◆ Supplied data ◆
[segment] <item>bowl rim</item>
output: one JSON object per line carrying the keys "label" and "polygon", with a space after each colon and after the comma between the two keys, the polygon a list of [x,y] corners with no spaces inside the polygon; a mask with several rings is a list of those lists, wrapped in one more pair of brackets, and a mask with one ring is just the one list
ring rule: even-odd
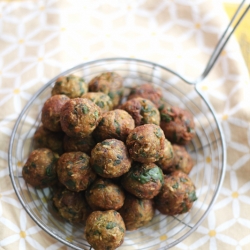
{"label": "bowl rim", "polygon": [[[67,75],[68,73],[70,73],[71,71],[83,68],[85,66],[88,65],[92,65],[92,64],[97,64],[97,63],[101,63],[101,62],[110,62],[110,61],[130,61],[130,62],[136,62],[136,63],[143,63],[146,65],[150,65],[151,67],[159,67],[162,70],[171,72],[174,74],[174,72],[167,68],[162,66],[161,64],[152,62],[152,61],[148,61],[148,60],[144,60],[144,59],[138,59],[138,58],[129,58],[129,57],[108,57],[108,58],[102,58],[102,59],[97,59],[97,60],[91,60],[91,61],[87,61],[81,64],[78,64],[70,69],[64,70],[63,72],[59,73],[57,76],[53,77],[52,79],[50,79],[46,84],[44,84],[38,91],[36,91],[33,96],[31,97],[31,99],[26,103],[26,105],[24,106],[24,108],[22,109],[21,113],[19,114],[18,118],[16,119],[14,128],[12,130],[11,133],[11,137],[10,137],[10,141],[9,141],[9,148],[8,148],[8,168],[9,168],[9,175],[10,175],[10,179],[12,182],[12,186],[15,190],[15,193],[19,199],[19,201],[21,202],[23,208],[25,209],[25,211],[29,214],[29,216],[33,219],[33,221],[36,223],[36,225],[38,225],[40,228],[42,228],[45,232],[47,232],[50,236],[52,236],[53,238],[55,238],[56,240],[58,240],[61,243],[64,243],[65,245],[72,247],[74,249],[82,249],[81,247],[78,247],[74,244],[72,244],[71,242],[61,238],[60,236],[54,234],[52,231],[50,231],[48,228],[46,228],[46,226],[44,226],[42,223],[40,223],[36,217],[29,211],[29,209],[27,208],[24,200],[22,199],[21,195],[18,192],[18,187],[15,183],[15,176],[14,173],[12,171],[12,166],[11,166],[11,157],[12,157],[12,147],[13,147],[13,143],[14,143],[14,137],[17,131],[17,128],[19,126],[19,123],[24,115],[24,113],[27,111],[27,109],[29,108],[30,104],[32,104],[34,102],[34,100],[37,98],[38,95],[40,95],[46,88],[48,88],[52,83],[54,83],[56,81],[57,78],[59,78],[60,76],[63,75]],[[182,78],[180,78],[181,80],[183,80]],[[221,140],[221,145],[222,145],[222,169],[220,172],[220,178],[219,178],[219,182],[217,184],[217,188],[214,191],[214,195],[213,198],[211,200],[211,202],[209,203],[207,209],[205,210],[205,212],[202,214],[201,218],[196,222],[196,224],[187,232],[185,233],[183,236],[181,236],[180,238],[178,238],[177,240],[175,240],[174,242],[169,243],[166,247],[170,248],[173,247],[174,245],[180,243],[181,241],[183,241],[185,238],[187,238],[189,235],[191,235],[197,228],[198,226],[203,222],[203,220],[206,218],[206,216],[208,215],[208,213],[210,212],[211,208],[213,207],[218,195],[219,195],[219,191],[221,189],[221,186],[223,184],[224,181],[224,177],[225,177],[225,173],[226,173],[226,158],[227,158],[227,154],[226,154],[226,142],[225,142],[225,136],[223,133],[223,129],[222,126],[216,116],[215,110],[213,108],[213,106],[210,104],[209,100],[202,94],[202,92],[200,91],[200,89],[198,88],[198,85],[201,82],[199,82],[198,84],[194,84],[194,89],[195,91],[198,93],[198,95],[203,99],[203,101],[206,103],[208,109],[211,111],[211,114],[213,115],[213,118],[215,120],[217,129],[219,131],[220,134],[220,140]],[[189,84],[186,82],[186,84]],[[162,247],[161,247],[162,248]],[[164,248],[165,249],[165,248]]]}

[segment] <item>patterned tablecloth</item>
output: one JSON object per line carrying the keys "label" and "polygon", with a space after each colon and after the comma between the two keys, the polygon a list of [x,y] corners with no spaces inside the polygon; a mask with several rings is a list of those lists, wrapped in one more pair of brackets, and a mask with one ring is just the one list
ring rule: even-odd
{"label": "patterned tablecloth", "polygon": [[[24,105],[62,70],[104,57],[146,59],[197,77],[228,17],[216,0],[23,0],[0,6],[0,248],[67,249],[35,225],[9,178],[9,139]],[[236,39],[201,89],[225,133],[226,176],[212,211],[174,249],[250,249],[249,75]]]}

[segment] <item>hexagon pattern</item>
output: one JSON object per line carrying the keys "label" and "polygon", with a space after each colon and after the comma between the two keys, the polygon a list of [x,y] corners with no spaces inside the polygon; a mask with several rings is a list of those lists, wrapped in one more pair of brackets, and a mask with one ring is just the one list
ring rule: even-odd
{"label": "hexagon pattern", "polygon": [[[0,247],[68,249],[29,218],[12,188],[8,144],[24,105],[62,70],[104,57],[145,59],[196,79],[228,19],[215,0],[20,0],[0,6]],[[173,249],[249,249],[249,76],[234,37],[199,88],[222,123],[226,176],[207,218]]]}

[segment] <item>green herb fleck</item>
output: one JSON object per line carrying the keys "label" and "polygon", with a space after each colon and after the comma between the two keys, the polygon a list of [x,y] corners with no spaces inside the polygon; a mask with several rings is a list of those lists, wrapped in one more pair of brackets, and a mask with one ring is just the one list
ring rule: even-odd
{"label": "green herb fleck", "polygon": [[101,235],[101,233],[98,230],[96,230],[96,231],[93,232],[93,235],[99,236],[99,235]]}
{"label": "green herb fleck", "polygon": [[137,134],[132,134],[132,139],[133,139],[133,140],[137,140],[137,138],[138,138],[138,137],[137,137]]}
{"label": "green herb fleck", "polygon": [[122,155],[117,155],[117,158],[120,160],[123,160],[123,156]]}
{"label": "green herb fleck", "polygon": [[108,222],[108,224],[106,225],[106,229],[113,229],[114,227],[117,226],[116,222],[110,221]]}
{"label": "green herb fleck", "polygon": [[83,112],[83,114],[88,114],[89,113],[89,108],[86,106],[86,105],[83,105],[83,107],[82,107],[82,112]]}
{"label": "green herb fleck", "polygon": [[121,160],[115,160],[113,165],[114,165],[114,166],[117,166],[117,165],[119,165],[119,164],[121,164]]}
{"label": "green herb fleck", "polygon": [[102,218],[102,214],[99,214],[96,219],[99,221],[99,220],[101,220],[101,218]]}
{"label": "green herb fleck", "polygon": [[82,81],[81,78],[80,78],[78,84],[79,84],[79,87],[80,87],[80,95],[82,95],[82,94],[85,93],[85,89],[83,87],[83,85],[85,84],[84,80]]}
{"label": "green herb fleck", "polygon": [[109,145],[110,145],[110,142],[108,142],[108,141],[102,141],[101,144],[102,144],[102,145],[108,145],[108,146],[109,146]]}
{"label": "green herb fleck", "polygon": [[36,168],[36,164],[35,164],[34,162],[31,162],[30,166],[31,166],[32,168]]}
{"label": "green herb fleck", "polygon": [[72,208],[69,208],[68,213],[71,214],[71,215],[73,215],[73,216],[77,215],[76,211],[73,210]]}
{"label": "green herb fleck", "polygon": [[188,207],[187,207],[187,204],[185,202],[182,202],[181,203],[181,206],[182,206],[182,213],[186,213],[188,211]]}
{"label": "green herb fleck", "polygon": [[159,167],[144,170],[139,175],[133,173],[131,177],[142,184],[148,183],[150,181],[156,182],[158,180],[160,180],[161,183],[163,182],[163,174]]}
{"label": "green herb fleck", "polygon": [[197,196],[196,196],[196,193],[195,191],[192,191],[191,193],[188,194],[188,199],[192,202],[196,201],[197,200]]}
{"label": "green herb fleck", "polygon": [[109,92],[108,96],[110,97],[111,100],[114,100],[115,94],[113,92]]}
{"label": "green herb fleck", "polygon": [[88,165],[87,166],[83,165],[83,166],[80,167],[80,170],[84,170],[84,169],[88,169]]}
{"label": "green herb fleck", "polygon": [[151,105],[148,105],[146,107],[141,107],[141,112],[140,113],[148,113],[148,112],[151,112],[152,110],[152,106]]}
{"label": "green herb fleck", "polygon": [[86,161],[86,158],[85,158],[83,155],[81,155],[81,156],[79,157],[79,160],[81,160],[81,162],[84,163],[84,162]]}
{"label": "green herb fleck", "polygon": [[103,169],[102,169],[100,166],[94,164],[94,165],[93,165],[93,169],[95,170],[95,172],[96,172],[97,174],[103,174]]}
{"label": "green herb fleck", "polygon": [[150,112],[150,115],[149,115],[149,116],[154,116],[154,115],[156,115],[156,111],[155,111],[155,110],[152,110],[152,111]]}
{"label": "green herb fleck", "polygon": [[158,110],[159,110],[159,111],[162,111],[162,110],[164,109],[164,107],[165,107],[165,105],[164,105],[164,103],[163,103],[163,104],[161,104],[161,106],[158,108]]}
{"label": "green herb fleck", "polygon": [[51,176],[53,175],[53,165],[52,163],[48,165],[48,167],[46,168],[46,175]]}
{"label": "green herb fleck", "polygon": [[188,126],[188,127],[187,127],[187,132],[188,132],[188,133],[194,133],[194,130]]}
{"label": "green herb fleck", "polygon": [[140,205],[142,208],[144,208],[143,200],[138,199],[138,202],[139,202],[139,205]]}
{"label": "green herb fleck", "polygon": [[181,178],[180,178],[180,181],[183,182],[183,183],[185,183],[185,182],[188,181],[188,179],[181,177]]}
{"label": "green herb fleck", "polygon": [[94,112],[94,116],[95,116],[96,119],[98,119],[98,117],[99,117],[98,111],[95,111],[95,112]]}
{"label": "green herb fleck", "polygon": [[56,85],[59,85],[59,86],[61,86],[62,85],[62,81],[59,81],[59,82],[56,82]]}
{"label": "green herb fleck", "polygon": [[100,108],[104,108],[104,102],[103,101],[97,101],[96,105],[99,106]]}
{"label": "green herb fleck", "polygon": [[155,135],[158,137],[158,138],[161,138],[162,137],[162,132],[161,132],[161,129],[160,128],[158,128],[157,130],[156,130],[156,132],[154,132],[155,133]]}
{"label": "green herb fleck", "polygon": [[147,153],[146,152],[144,152],[144,151],[140,151],[140,156],[142,157],[142,158],[147,158]]}
{"label": "green herb fleck", "polygon": [[176,182],[173,186],[172,186],[172,188],[174,188],[174,189],[177,189],[179,187],[179,183],[178,182]]}
{"label": "green herb fleck", "polygon": [[76,183],[73,180],[67,180],[67,181],[64,182],[64,184],[69,189],[75,189],[76,188]]}
{"label": "green herb fleck", "polygon": [[172,121],[172,118],[168,114],[161,114],[161,120],[164,122],[170,122],[170,121]]}
{"label": "green herb fleck", "polygon": [[121,126],[120,126],[120,124],[116,120],[114,120],[114,125],[115,125],[115,132],[118,135],[120,135],[121,134]]}

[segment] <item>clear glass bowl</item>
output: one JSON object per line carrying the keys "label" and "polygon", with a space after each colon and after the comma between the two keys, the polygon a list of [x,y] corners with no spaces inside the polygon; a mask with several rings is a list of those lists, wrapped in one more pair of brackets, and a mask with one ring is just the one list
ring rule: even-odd
{"label": "clear glass bowl", "polygon": [[24,107],[10,140],[9,171],[15,192],[31,218],[48,234],[75,249],[90,249],[82,225],[72,226],[53,213],[50,189],[38,190],[27,185],[22,168],[32,150],[32,137],[41,124],[41,109],[55,80],[61,75],[77,74],[88,82],[101,72],[115,71],[131,87],[145,82],[158,86],[165,100],[189,110],[196,130],[187,150],[195,161],[190,173],[197,188],[198,200],[190,212],[165,216],[156,212],[151,223],[139,230],[127,232],[119,249],[167,249],[189,236],[211,209],[225,174],[226,150],[216,115],[197,85],[187,84],[161,65],[129,58],[108,58],[83,63],[56,76],[44,85]]}

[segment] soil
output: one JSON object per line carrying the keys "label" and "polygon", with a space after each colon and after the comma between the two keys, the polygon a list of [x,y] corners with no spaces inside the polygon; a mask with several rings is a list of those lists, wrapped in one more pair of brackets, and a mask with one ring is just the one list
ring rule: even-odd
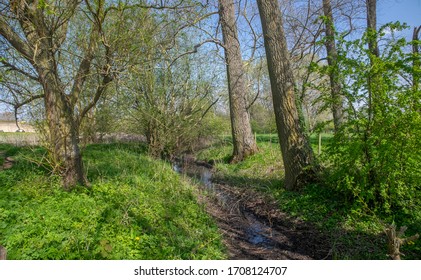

◆ Work task ◆
Please return all lines from the records that hold the word "item".

◆ Written response ◆
[segment] <item>bowl rim</item>
[segment] <item>patterned tablecloth</item>
[segment] <item>hexagon pattern</item>
[segment] <item>green herb fleck</item>
[segment] <item>clear glass bowl</item>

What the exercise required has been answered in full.